Task list —
1. For the thread on XML whitespace nodes, state whether each statement agrees with it. Give yes or no and quote the deciding words.
(a) The parser treats each run of whitespace between tags as a TEXT node.
(b) The last answer calls removing all child nodes better than setting the text content to an empty string.
(c) setIgnoringElementContentWhitespace works only when the parser is in validating mode.
2. Resume the thread on XML whitespace nodes, picking up after its final sentence.

Passage shown —
· · · ·

When you read an XML document from a file, the whitespaces between tags actually constitute valid DOM nodes, according to the DOM specification. Therefore, the XML parser treats each such sequence of whitespaces as a DOM node (of type TEXT);
To get rid of it, there are three approaches I can think of:
Associate the XML with a schema, and then use setValidating(true) along with setIgnoringElementContentWhitespace(true) on the DocumentBuilderFactory.
(Note: setIgnoringElementContentWhitespace will only work if the parser is in validating mode, which is why you must use setValidating(true))
Write an XSL to process all nodes, filtering out whitespace-only TEXT nodes.
Use Java code to do this: use XPath to find all whitespace-only TEXT nodes, iterate through them and remove each one from its parent (using getParentNode().removeChild()). Something like this would do (doc would be your DOM document object):
XPath xp = XPathFactory.newInstance().newXPath();
NodeList nl = (NodeList) xp.evaluate("//text()[normalize-space(.)='']", doc, XPathConstants.NODESET);
for (int i=0; i < nl.getLength(); ++i) {
Node node = nl.item(i);
node.getParentNode().removeChild(node);
}
I was able to fix this by using this code after removing all the old "path" nodes :
while( pathsElement.hasChildNodes() )
pathsElement.removeChild( pathsElement.getFirstChild() );
This will remove all the generated empty spaces in the XML file.
Special thanks to MadProgrammer for commenting with the helpful link mentioned above.
You could look at something like this if you only need to "clean" your xml quickly.
Then you could have a method like:
public static String cleanUp(String xml) {
final StringReader reader = new StringReader(xml.trim());
final StringWriter writer = new StringWriter();
try {
XmlUtil.prettyFormat(reader, writer);
return writer.toString();
} catch (IOException e) {
e.printStackTrace();
}
return xml.trim();
}
Also, to compare anche check differences, if you need it: XMLUnit
I faced the same problem, and I had no idea for the long time, but now, after this Brad's question and his own answer on his own question, I figured out where is the trouble.
I have to add my own answer, because Brad's one isn't really perfect, how Isaac said:
I wouldn't be a huge fan of blindly removing child nodes without knowing what they are
So, better "solution" (quoted because it is more likely workaround) is:
pathsElement.setTextContent("");
This completely removes useless blank lines. It is definitely better than removing all the child nodes. Brad, this should work for you too.

· · · ·

Rows —
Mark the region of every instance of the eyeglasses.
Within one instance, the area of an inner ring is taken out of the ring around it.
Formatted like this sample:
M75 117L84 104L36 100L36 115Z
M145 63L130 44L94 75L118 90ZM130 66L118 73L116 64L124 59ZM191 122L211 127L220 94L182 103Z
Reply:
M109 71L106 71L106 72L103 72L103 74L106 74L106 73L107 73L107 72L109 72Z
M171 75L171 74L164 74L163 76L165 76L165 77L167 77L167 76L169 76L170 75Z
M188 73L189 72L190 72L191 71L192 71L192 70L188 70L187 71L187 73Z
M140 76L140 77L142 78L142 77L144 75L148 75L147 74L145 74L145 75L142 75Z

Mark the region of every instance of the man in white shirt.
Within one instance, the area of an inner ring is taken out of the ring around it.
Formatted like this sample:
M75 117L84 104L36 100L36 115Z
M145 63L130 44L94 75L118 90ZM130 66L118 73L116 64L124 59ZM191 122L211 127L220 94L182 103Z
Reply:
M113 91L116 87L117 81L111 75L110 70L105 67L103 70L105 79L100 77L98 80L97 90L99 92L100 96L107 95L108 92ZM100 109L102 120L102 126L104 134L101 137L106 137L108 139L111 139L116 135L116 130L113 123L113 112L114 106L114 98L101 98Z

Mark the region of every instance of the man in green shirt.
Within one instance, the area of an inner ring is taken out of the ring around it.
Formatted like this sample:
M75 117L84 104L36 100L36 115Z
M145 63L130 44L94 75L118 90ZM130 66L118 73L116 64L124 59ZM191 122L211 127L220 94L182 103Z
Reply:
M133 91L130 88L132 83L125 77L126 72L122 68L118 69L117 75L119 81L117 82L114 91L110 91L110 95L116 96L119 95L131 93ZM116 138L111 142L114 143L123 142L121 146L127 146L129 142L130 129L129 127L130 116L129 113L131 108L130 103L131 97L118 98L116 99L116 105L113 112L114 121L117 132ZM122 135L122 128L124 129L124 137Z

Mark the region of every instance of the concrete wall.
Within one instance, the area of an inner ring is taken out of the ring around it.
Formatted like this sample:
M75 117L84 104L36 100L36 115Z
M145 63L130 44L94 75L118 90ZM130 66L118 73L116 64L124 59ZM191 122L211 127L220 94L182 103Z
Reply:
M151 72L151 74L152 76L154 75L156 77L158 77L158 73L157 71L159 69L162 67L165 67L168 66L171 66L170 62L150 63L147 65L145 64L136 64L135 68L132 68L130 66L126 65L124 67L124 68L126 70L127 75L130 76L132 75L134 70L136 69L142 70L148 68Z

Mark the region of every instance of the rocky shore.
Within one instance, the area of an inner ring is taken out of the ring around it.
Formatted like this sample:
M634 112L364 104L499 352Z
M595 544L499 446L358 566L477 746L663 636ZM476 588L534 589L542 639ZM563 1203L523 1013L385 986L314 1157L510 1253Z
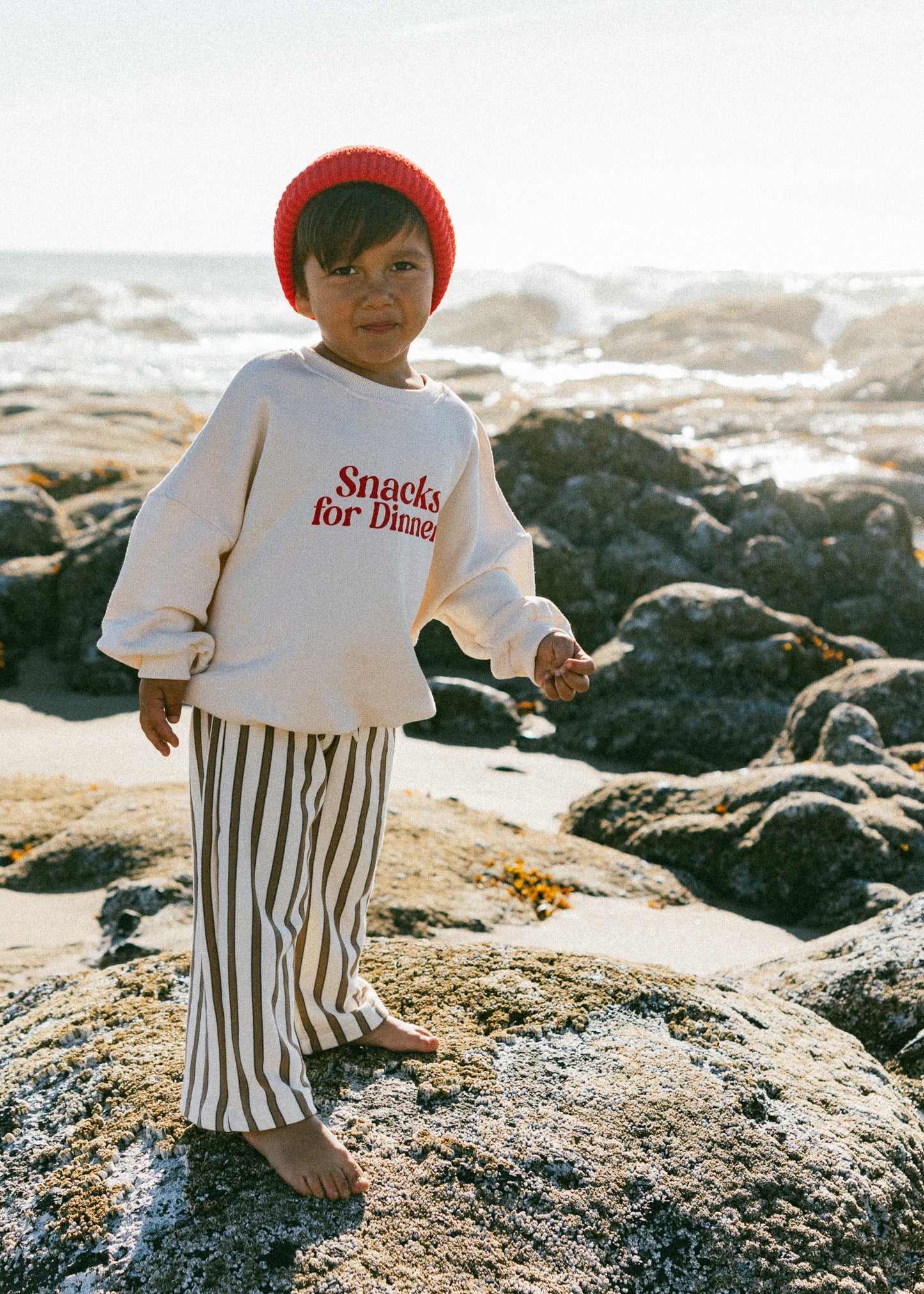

· · · ·

Task-by-task answers —
1.
(a) Yes: "the XML parser treats each such sequence of whitespaces as a DOM node (of type TEXT)"
(b) No: "It is definitely better than removing all the child nodes."
(c) Yes: "setIgnoringElementContentWhitespace will only work if the parser is in validating mode"

2.
But, this is an effect, not the cause, and we got how to remove this effect, not the cause.
Cause is: when we call removeChild(), it removes this child, but it leaves indent of removed child, and line break too. And this indent_and_like_break is treated as a text content.
So, to remove the cause, we should figure out how to remove child and its indent. Welcome to my question about this.
There is a very simple way to get rid of the empty lines if using an DOM handling API (for example DOM4J):
place the text you want to keep in a variable(ie text)
set the node text to "" using node.setText("")
set the node text to text using node.setText(text)
et voila! there are no more empty lines. The other answers delineate very well how the extra empty lines in the xml output are actually extra nodes of type text.
This technique can be used with any DOM parsing system, so long as the name of the text setting function is changed to suit the one in your API, hence the way of representing it slightly more abstractly.
Hope this helps:)
When i used dom4j to remove some elements and i met the same question,the solution above not useful without adding some other required jars.Finally,i find out a simple solution only need to use JDK io pakage:
use BufferedReader to read the xml file and filter empty lines.
StringBuilder stringBuilder = new StringBuilder();
FileInputStream fis = new FileInputStream(outFile);
InputStreamReader isr = new InputStreamReader(fis);
BufferedReader br = new BufferedReader(isr);
String s;
while ((s = br.readLine()) != null) {
if (s.trim().length() > 0) {
stringBuilder.append(s).append("\n");
}
}
write the string to the xml file
OutputStreamWriter osw = new OutputStreamWriter(fou);
BufferedWriter bw = new BufferedWriter(osw);
String str = stringBuilder.toString();
bw.write(str);
bw.flush();
remember to close all the stream
In my case, I converted it to a string then just did a regex:
//save as String
StringWriter writer = new StringWriter();
StreamResult result = new StreamResult(writer);
tr.transform(new DOMSource(document), result);
strResult = writer.toString();
//remove empty lines
strResult = strResult.replaceAll("\\n\\s*\\n", "\n");
Couple of remarks:
1) When your are manipulating XML (removing elements / adding new one) I strongly advice you to use XSLT (and not DOM)
2) When you tranform a XML Document by XSLT (as you do in your save method), set the OutputKeys.INDENT to "no"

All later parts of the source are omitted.